■ **Your instructions**
Reproduce each of the items below word for word, but leave the pictures out of your copy.

■ **Data for the task**
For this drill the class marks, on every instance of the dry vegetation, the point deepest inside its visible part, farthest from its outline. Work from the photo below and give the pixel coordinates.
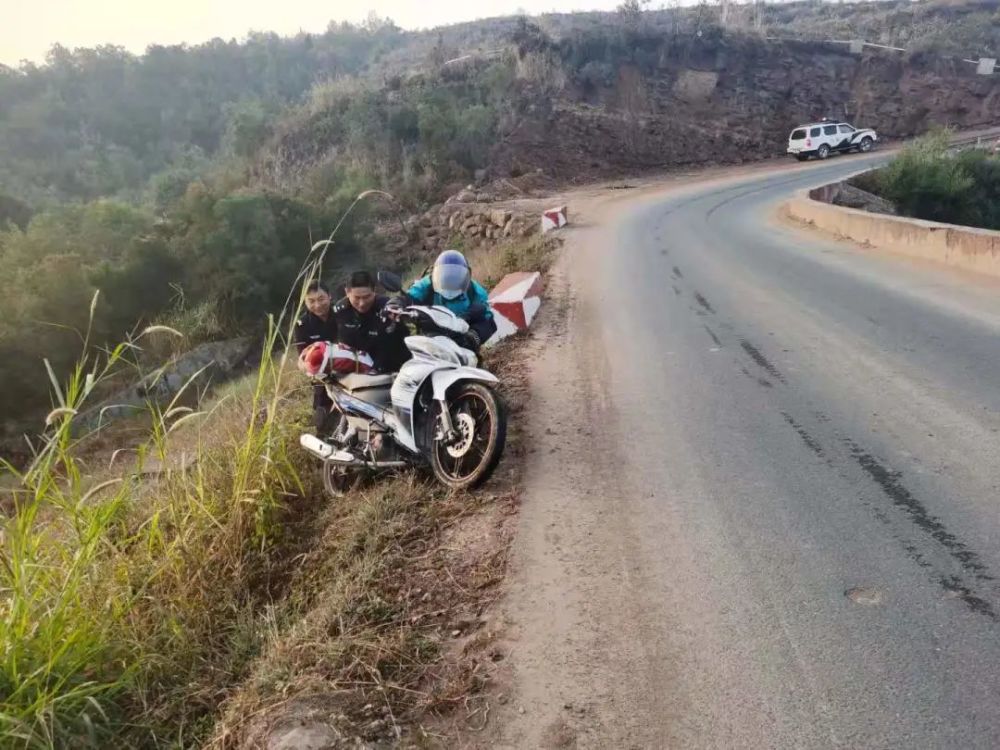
(219, 603)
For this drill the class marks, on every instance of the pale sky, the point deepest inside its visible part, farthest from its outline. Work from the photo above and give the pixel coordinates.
(28, 28)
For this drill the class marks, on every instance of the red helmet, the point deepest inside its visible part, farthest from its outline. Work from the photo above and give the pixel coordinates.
(322, 357)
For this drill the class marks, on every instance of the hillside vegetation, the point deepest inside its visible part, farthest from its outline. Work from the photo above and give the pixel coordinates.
(187, 183)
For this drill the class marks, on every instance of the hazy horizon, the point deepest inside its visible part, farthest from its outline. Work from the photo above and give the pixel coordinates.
(31, 31)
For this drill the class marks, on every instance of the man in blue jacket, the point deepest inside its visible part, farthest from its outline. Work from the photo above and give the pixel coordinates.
(450, 285)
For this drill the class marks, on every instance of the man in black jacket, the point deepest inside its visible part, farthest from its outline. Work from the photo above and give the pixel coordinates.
(354, 321)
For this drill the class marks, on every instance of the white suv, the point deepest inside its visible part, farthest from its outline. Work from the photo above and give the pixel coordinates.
(821, 139)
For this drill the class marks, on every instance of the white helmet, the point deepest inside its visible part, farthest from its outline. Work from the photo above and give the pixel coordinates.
(451, 275)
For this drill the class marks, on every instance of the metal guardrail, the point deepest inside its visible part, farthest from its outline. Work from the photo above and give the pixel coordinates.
(984, 65)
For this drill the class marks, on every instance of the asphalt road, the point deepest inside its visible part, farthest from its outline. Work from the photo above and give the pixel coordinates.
(771, 516)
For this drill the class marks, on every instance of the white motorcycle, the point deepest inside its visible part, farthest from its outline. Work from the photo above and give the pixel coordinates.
(439, 410)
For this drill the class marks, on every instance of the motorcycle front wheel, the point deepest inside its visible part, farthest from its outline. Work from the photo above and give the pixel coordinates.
(479, 417)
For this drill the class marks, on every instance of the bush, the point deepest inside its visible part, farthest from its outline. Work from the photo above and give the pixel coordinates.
(928, 181)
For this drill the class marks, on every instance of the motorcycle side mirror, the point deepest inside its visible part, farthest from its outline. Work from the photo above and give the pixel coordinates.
(390, 281)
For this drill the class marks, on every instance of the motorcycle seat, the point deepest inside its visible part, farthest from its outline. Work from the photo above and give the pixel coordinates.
(357, 381)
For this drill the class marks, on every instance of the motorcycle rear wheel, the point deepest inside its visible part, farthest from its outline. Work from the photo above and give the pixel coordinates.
(480, 417)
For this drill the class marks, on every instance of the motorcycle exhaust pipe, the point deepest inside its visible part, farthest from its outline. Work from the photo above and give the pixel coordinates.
(323, 450)
(327, 452)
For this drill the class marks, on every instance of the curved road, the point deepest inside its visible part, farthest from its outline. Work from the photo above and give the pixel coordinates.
(768, 511)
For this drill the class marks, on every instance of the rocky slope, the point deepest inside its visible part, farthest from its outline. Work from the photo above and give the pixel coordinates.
(735, 99)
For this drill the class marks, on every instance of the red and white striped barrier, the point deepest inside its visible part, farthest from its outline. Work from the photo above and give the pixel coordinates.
(515, 300)
(554, 218)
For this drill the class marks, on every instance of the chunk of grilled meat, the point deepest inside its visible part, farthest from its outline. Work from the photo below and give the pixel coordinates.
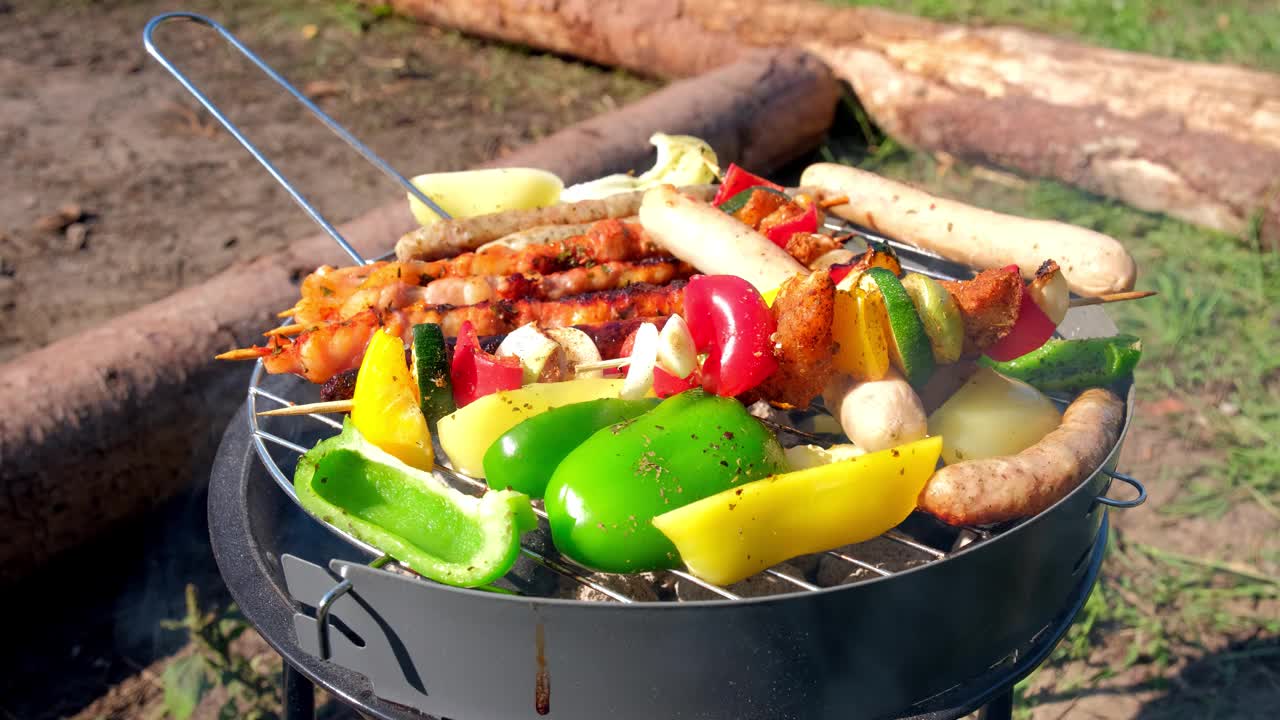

■ **Answer for this exercise**
For this drill the class marks, on every instance of the dry vegetation, the point deepest inside its visible part, farthest from its outline. Work from the photo below and give the pixel coordinates.
(219, 603)
For this drill the class marks, on every instance of the pale sky, the point deepest inside its visible part, farthest from its outline. Work from the photo above and give the pixel coordinates.
(28, 28)
For this drill the class marks, on every instance of the red helmet, the point deepest inside its visible part, farthest from its outline. Work from the photo above and give the pixel coordinates.
(322, 357)
For this drill the class marks, on every instance of the hillside vegetation, the point deepest inside its visible part, farthest from its outline. Work from the photo above and give the pixel coordinates.
(187, 183)
For this drill the class marks, on every instance of the hazy horizon, the point deepest inside its visible part, farthest from its outline. Work from the photo above and give the pixel coordinates.
(31, 31)
For this drill the class marks, on every instance of the man in blue jacket, the point deepest inside its visible part, farthest from its outline. Work from the photo above and give the pixel coordinates.
(450, 285)
For this drill the class marks, on every instance of the man in black jacket, the point deepest inside its visible part, farthest from its outline. Work from the photo above and give the pixel coordinates.
(354, 321)
For this drill the class marks, on every instance of the white suv, the point deepest inside its visible part, farthest from its outline. Work from the photo above and give the pixel coordinates.
(821, 139)
For this drill the class marks, on every instance of the white helmet, the point deepest inside its visible part, farthest from its outline. Work from the photo above and give the pixel coordinates.
(451, 275)
For this drill the class marks, on every instance of the metal guardrail, the point deepest inside its visible part, farthest from its outline. Work from the photo above and give the pixel coordinates.
(984, 65)
For this drill the class marks, on every instance of the asphalt road, the point deepest inside its visible part, farthest from its outline. Work from the photo above and give the pixel coordinates.
(771, 516)
For this drill the class marks, on every instance of the white motorcycle, the point deepest inside its visible part, farthest from its outline. Work from the photo above and give the pixel coordinates.
(439, 410)
For this drill the class marks, on every instance of the motorcycle front wheel, the point deepest inside its visible part, farthest from its outline. Work from the photo above and give the pixel coordinates.
(479, 417)
For this drill the class marks, on every instance of the bush, the point deepest inside its visible part, farthest from its outline. Work from the photo above and give the pixel coordinates.
(928, 181)
For this drill the class marks, on every instance of the motorcycle side mirror, the point deepest inside its visible part, farthest from its outline. Work from the photo above and give the pixel coordinates.
(390, 281)
For this drill the class marks, on every instance of the motorcycle seat, the point deepest inside its visible part, farthest from its outline. Work from the photo above and give the pixel coordinates.
(357, 381)
For this drill the class marks, on every instance of the motorcycle rear wheel, the point deepest inside its visible part, farthest from its outline. Work from the photo above and give the pixel coordinates.
(480, 417)
For this drill the class marks, on every instance of the motorcycle exhaust pipe, the point deepest inside its visible part, farthest from its outline. Work from the photo above and give the pixel coordinates.
(323, 450)
(327, 452)
For this drill the class marks, on every instance of the curved road, the point deepest inside its visible part, farthest from its outline. Work from the photo above and give the pixel coordinates.
(768, 511)
For this drill the class marks, on every instance of the rocky slope, the point deepest inside its visible part, farthest from its outline. Work from the photo above and give the pixel coordinates.
(735, 99)
For this drill the class marks, on every instance of the red and white striped barrier, the point deepest inside its visible part, farthest from its outline. Work from the photo above and give the pixel coordinates.
(515, 300)
(554, 218)
For this drill the class marks, on every instance of the chunk of grilled meat, the point deepest inside its visible part, farthest from its outline. Work from the photo below and give the pixel coordinates.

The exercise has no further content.